Problem = Extract each line of the entries that contains the string "gloved". Case counts.

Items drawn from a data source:
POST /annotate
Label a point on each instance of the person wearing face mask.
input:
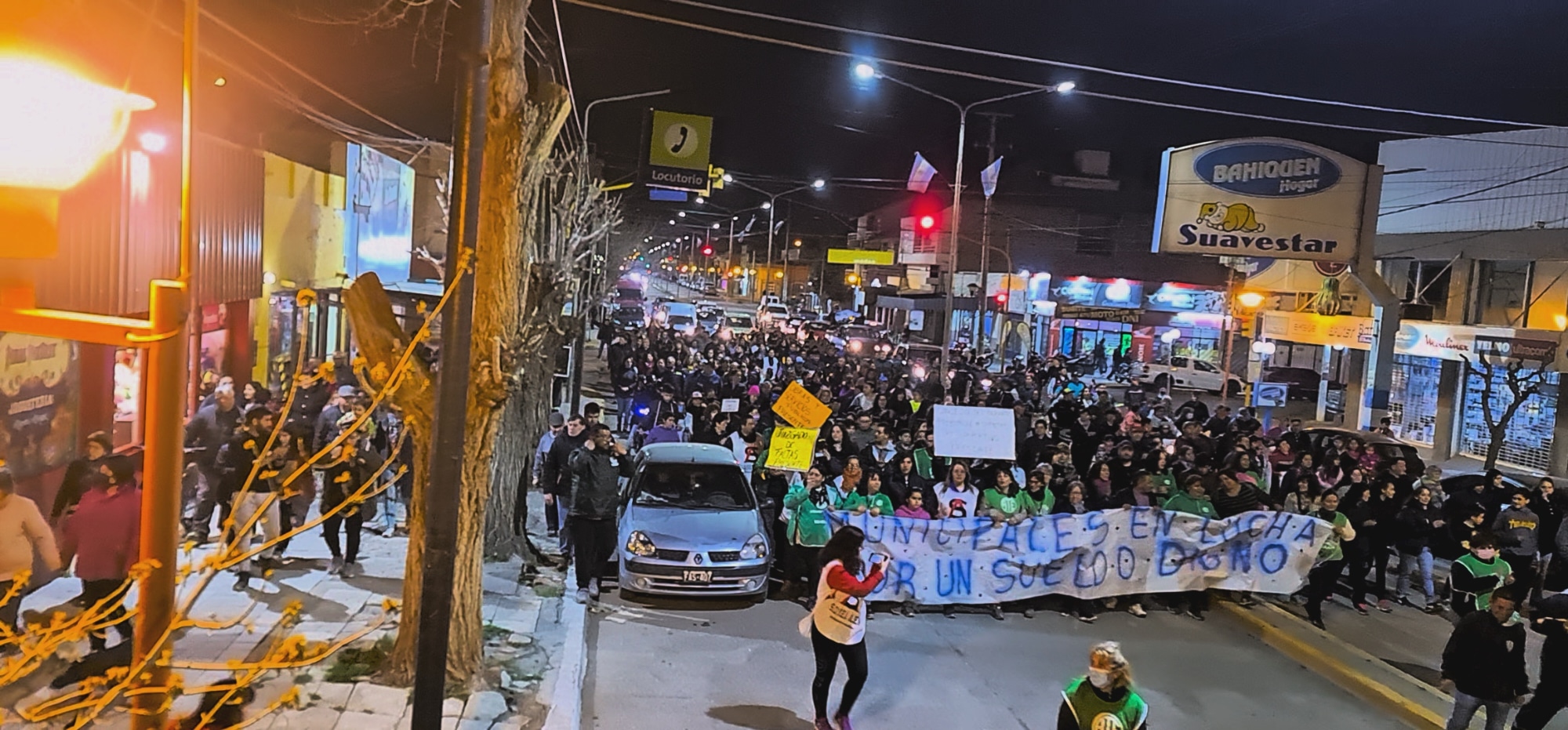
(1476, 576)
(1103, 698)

...

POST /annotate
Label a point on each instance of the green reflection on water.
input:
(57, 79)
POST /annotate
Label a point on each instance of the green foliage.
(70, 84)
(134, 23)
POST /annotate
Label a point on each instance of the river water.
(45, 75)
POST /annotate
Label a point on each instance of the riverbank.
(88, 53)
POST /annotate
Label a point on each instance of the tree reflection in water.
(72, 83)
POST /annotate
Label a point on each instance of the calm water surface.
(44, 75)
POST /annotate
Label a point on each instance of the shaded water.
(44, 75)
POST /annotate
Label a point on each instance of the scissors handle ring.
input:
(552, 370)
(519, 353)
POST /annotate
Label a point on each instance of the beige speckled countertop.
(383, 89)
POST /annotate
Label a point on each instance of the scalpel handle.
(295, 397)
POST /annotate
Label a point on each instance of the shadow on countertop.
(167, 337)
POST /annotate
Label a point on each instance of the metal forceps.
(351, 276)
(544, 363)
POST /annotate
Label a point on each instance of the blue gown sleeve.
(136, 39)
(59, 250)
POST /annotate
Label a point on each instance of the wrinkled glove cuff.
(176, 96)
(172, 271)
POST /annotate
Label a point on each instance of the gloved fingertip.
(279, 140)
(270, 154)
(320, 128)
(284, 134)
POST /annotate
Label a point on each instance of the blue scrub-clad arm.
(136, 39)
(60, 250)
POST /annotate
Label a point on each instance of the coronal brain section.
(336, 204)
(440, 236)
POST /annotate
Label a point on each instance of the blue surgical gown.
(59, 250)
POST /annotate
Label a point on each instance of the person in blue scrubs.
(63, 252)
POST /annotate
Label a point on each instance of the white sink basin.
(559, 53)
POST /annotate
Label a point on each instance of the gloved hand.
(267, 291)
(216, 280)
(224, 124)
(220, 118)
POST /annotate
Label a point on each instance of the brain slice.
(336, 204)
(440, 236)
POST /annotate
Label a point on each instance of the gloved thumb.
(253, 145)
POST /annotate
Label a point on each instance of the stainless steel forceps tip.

Right answer =
Label a point on each instance of the gloved fingertip.
Label a point on each instance of the gloved hand.
Label a point on each instance of the gloved thumb.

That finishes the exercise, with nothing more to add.